*Document passage*.
────────────────
Honoring My Roots
My grandmother taught me to admire quilting as a child and later shared her love of quilting and fabric with my mom and myself, just ask my dad about the stacks and stacks of fabric we keep acquiring. She was an awesome quilter, crafter, baker, and just plain creative! She learned from her mother, who had to quilt and sew in order to provide warmth and clothing for their family during the Great Depression. She turned what was once a need into a passion.
Nanny, as we called her, always had the grandkids involved in a craft of some sort when we would visit or get together for holidays. We would visit a craft show and then go home and recreate things that she admired. She would often buy something that looked challenging so she could take it apart and then put it back together again, often with some improvements. Shortly after I was married, we visited her for the day and I was admiring something she was working on. Needless to say, I went home with a sewing machine and all the fabric and tools I needed to complete that project (that project is still in a box as something else caught my eye.) We would visit quilt shows and at different times my mom and I would be working on something and she would be checking in, as she was usually working on at least 5 different projects at a time.
After I finished hand quilting a project, she got my mom and I started on Grandmother’s Flower Garden flowers with her. We each had our assigned hexagons in various colors and she would check in and make sure we had enough centers and the other background staples. It was something I could do on the couch while watching tv, or in the car on road trips. It was a great topic of discussion and lesson in hand piecing. Then my Nanny got sick.
My mom and I both kept working on the hexagon shapes while she was in the hospital and were so looking forward to her getting back to her “normal” creative self. But after many many strokes, we realized things were not going to be the same. She lost a ton of her ability to articulate words and her right side was severely impaired. Unfortunately as time passed things just kept getting worse as she continued to have strokes.
────────────────
*Tasks and exercises*.
1) Translate this sentence from the quilting memoir into Spanish: "She turned what was once a need into a passion."
2) In the quilting memoir, the sentence beginning "She was an awesome" uses several nouns to describe the grandmother. List all of them.
3) Write a continuation of the quilting memoir that begins after its last sentence.
The items that come after the quilting memoir have no connection to it.

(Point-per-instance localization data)
────────────────
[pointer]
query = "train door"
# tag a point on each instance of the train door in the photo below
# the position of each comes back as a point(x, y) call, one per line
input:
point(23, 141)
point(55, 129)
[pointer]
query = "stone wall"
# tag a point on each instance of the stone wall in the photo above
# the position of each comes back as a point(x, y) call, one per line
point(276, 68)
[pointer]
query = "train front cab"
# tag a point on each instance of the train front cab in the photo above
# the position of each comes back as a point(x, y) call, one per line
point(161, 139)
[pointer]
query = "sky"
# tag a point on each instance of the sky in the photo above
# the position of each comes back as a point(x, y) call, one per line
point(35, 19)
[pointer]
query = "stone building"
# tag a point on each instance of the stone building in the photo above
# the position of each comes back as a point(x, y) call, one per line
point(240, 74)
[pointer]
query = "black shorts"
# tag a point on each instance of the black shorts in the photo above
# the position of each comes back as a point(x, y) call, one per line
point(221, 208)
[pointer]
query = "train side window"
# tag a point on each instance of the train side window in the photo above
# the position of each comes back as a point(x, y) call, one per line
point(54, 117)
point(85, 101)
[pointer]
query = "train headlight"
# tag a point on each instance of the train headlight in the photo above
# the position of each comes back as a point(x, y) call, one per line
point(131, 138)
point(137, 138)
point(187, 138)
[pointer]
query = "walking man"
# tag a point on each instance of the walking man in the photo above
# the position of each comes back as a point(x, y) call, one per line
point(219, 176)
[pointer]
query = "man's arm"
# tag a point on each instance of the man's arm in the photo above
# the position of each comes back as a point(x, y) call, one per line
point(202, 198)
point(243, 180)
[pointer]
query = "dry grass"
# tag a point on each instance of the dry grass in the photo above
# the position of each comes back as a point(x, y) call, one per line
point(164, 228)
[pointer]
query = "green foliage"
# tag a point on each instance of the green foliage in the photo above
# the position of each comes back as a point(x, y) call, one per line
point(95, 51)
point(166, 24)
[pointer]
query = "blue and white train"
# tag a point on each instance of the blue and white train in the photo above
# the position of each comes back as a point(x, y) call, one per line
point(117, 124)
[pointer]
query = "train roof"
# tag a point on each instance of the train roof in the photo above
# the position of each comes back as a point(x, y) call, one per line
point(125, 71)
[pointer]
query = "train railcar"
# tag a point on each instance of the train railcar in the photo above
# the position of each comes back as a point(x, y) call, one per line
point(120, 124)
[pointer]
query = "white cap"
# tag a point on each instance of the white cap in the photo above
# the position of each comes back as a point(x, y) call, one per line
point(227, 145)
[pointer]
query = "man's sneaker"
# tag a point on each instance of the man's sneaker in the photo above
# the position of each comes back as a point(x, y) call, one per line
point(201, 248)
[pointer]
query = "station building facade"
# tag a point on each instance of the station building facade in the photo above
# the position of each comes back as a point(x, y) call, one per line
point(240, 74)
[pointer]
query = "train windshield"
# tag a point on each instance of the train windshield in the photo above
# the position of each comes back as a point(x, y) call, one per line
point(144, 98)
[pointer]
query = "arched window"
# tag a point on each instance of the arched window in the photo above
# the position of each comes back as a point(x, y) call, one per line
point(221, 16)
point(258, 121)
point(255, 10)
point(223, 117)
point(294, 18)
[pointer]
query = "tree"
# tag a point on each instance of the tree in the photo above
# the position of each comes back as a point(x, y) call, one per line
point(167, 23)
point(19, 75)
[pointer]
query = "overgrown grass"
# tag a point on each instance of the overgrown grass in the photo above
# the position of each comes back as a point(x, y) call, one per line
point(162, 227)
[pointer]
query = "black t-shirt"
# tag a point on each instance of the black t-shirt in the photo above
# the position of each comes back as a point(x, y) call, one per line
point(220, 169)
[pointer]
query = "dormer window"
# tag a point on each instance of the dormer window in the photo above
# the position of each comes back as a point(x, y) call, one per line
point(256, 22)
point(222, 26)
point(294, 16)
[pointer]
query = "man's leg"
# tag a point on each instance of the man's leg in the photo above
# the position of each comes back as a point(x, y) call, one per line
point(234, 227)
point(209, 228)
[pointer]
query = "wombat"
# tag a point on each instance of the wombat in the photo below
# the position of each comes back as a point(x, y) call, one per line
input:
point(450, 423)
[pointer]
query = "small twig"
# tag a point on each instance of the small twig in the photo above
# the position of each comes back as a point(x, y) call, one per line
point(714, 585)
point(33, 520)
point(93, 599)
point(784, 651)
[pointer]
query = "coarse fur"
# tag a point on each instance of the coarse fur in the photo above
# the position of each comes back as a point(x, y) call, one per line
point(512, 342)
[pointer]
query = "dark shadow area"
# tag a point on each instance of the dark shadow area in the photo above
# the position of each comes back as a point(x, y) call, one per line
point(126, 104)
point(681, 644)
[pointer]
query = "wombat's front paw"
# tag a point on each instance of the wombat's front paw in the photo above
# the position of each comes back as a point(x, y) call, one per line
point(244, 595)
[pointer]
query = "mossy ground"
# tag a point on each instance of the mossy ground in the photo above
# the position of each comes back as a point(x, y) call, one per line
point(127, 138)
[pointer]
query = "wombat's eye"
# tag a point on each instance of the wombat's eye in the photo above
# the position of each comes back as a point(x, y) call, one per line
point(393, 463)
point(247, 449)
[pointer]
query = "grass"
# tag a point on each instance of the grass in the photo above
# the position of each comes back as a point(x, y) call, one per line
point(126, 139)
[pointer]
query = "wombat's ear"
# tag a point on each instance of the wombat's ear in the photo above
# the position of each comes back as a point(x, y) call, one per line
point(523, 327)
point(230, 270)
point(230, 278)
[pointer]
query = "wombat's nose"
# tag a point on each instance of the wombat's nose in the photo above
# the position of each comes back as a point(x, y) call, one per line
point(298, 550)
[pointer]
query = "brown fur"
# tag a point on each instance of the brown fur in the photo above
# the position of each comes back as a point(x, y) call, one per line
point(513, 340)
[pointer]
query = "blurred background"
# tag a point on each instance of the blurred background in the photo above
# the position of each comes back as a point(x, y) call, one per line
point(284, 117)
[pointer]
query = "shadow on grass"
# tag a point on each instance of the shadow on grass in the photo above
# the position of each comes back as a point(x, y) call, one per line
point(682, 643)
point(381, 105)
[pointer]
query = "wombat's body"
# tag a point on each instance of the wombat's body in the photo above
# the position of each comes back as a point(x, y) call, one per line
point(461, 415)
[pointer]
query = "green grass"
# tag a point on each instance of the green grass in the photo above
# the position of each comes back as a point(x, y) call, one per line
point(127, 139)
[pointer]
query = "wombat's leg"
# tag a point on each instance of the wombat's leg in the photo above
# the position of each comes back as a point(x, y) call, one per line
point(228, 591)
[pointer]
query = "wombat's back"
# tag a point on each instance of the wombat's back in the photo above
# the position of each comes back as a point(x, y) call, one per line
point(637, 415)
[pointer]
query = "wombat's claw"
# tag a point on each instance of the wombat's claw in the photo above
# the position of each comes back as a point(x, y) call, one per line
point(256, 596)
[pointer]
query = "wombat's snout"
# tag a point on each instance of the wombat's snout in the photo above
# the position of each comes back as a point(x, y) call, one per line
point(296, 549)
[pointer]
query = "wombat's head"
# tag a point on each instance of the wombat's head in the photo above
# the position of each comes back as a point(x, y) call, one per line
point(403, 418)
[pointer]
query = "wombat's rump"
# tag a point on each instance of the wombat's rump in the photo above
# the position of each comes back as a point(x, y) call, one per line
────────────────
*Results by task*.
1) Ella convirtió lo que alguna vez fue una necesidad en una pasión.

2) quilter, crafter, baker

3)
As life got busier for my mom as her primary care giver, the hexagon shapes were set aside. We eventually had to clear out Nanny’s house and box up the rooms full of projects and fabric to move her to a home where she could receive 24 hour care. The sheer amount of items we had to pack was overwhelming and sad at the same time, to think of so many of her projects never being completed. Each project was part of her passion, her lifeblood.
A week ago I started looking at a different type of quilting than I had seen in the past. It was captivating! I now have a teenager and two small children and life just looks a lot different than it did back then, so something I could work on and not be attached to the sewing machine was exciting. The more I researched this quilt project the more I realized it was so similar to the Grandmother’s Flower Garden quilts that I started working on over 13 years ago. But whatever happened to all of those hexagons and completed flowers?
I’ve moved since that project and my parents are in the process of preparing to move. I asked my mom if she knew where they were, and she had an idea of where they were boxed up, but not exactly. So the daunting task of unpacking the repacked boxes of crafting and sewing projects began. We found thousands of those hexagons! My mom found the quilt top that she had started to piece them together. The original idea was that all three of us would have a quilt for our beds of the same design. So I’m now on a mission to complete as many lap quilts to give to her now great grandchildren and my sister in law and cousins.
Over the last few days of sorting and matching paper hexagons covered in fabric, it’s been like a walk down memory lane. That sounds lame, but to see her handwriting on various papers, be able to pick out fabric that was absolutely her favorite just based on the sheer volume, and to see her needle still in the middle of one of the flowers has brought back a flood of memories and some regrets. Wishing I had started paying attention to her quilting sooner, really wishing I had gone back to have her teach me how to bind a quilt and how to deal with quilt squares that just aren’t lining up (she had a way of making things look great).
This process has also brought gratitude for the investment she made in each of us with great patience. I’m so grateful that I did take the time to learn to hand quilt from her and blessed that she said my stitch reminded her of my great grandmother’s tiny little hand stitch. I’m blessed to have several quilts that she made, often as gifts for each of us. One year she gave all the guys, including my hubby, flannel rag quilts that are amazing during winter!
It’s also made me a bit fearful that our culture is no longer honoring those that went before us. Families often don’t live close to one another or only see each other for weddings and funerals. What are we missing out on by not learning from the generations before us. One of my favorite history teachers once said that one of the reasons we should study history is because like a pendulum,it has a tendency to repeat itself. This is so true! Some of factors may be different, but the root causes are often the same. Are we learning from the experiences of the great grandparents, grand parents and even parents that we still have to learn from their success and their failures? Or are we a generation that is so enamored with learning for ourselves that the art of story telling has been left to the wayside so we can look up the instructions on Pinterest or YouTube?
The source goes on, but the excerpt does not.